#### [The task]
Search the records below for the word "negative" and show every line where it occurs.
##### Dataset records #####
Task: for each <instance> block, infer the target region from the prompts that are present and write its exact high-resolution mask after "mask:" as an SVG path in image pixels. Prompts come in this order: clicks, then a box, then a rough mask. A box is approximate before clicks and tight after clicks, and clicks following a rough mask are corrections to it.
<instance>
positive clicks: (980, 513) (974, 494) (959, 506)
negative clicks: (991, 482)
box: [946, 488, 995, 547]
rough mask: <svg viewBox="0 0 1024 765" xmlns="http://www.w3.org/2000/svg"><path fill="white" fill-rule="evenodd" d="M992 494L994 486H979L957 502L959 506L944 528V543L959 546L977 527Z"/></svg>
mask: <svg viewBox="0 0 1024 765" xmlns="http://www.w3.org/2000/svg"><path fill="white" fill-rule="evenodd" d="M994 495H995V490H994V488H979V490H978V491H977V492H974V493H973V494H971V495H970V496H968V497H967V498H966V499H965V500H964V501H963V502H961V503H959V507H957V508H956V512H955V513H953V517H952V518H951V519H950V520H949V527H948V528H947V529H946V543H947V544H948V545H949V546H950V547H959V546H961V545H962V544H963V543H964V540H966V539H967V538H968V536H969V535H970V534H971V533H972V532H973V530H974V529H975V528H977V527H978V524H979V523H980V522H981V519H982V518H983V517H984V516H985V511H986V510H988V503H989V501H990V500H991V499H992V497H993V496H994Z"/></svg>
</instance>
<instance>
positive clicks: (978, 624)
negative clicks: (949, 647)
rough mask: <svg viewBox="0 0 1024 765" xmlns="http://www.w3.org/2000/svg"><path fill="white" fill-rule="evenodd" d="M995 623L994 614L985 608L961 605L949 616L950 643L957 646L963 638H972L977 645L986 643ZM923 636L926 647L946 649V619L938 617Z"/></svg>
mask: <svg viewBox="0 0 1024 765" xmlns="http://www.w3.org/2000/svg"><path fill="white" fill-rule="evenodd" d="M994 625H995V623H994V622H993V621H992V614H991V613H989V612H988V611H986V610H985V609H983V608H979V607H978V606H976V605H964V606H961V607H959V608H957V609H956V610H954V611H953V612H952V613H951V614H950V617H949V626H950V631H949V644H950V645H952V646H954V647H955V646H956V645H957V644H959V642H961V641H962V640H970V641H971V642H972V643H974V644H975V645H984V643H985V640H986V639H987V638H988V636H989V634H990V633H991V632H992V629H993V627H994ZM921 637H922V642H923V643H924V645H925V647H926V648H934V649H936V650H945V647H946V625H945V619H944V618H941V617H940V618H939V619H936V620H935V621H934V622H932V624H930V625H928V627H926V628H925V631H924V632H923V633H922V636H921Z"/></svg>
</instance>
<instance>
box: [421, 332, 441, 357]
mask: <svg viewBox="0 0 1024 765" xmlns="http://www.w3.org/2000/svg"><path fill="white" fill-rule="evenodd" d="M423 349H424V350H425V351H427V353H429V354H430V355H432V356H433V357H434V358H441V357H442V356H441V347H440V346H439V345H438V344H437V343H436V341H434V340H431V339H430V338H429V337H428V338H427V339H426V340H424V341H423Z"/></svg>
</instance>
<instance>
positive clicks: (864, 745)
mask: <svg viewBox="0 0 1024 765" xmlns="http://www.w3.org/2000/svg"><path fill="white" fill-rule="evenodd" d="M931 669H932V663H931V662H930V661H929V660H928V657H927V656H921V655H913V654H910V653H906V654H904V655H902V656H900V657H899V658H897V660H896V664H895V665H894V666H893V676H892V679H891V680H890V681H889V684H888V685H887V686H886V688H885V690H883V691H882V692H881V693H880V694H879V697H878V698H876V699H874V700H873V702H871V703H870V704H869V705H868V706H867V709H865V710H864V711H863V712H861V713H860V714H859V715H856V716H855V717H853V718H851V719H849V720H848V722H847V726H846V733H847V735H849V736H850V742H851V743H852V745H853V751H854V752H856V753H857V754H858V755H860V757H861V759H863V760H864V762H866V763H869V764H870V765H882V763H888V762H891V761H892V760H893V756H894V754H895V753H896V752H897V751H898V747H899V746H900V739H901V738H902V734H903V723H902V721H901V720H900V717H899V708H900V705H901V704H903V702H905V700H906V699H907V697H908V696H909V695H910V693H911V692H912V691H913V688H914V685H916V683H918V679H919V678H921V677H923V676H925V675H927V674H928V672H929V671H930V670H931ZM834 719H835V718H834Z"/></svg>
#####
#### [Answer section]
negative clicks: (991, 482)
negative clicks: (949, 647)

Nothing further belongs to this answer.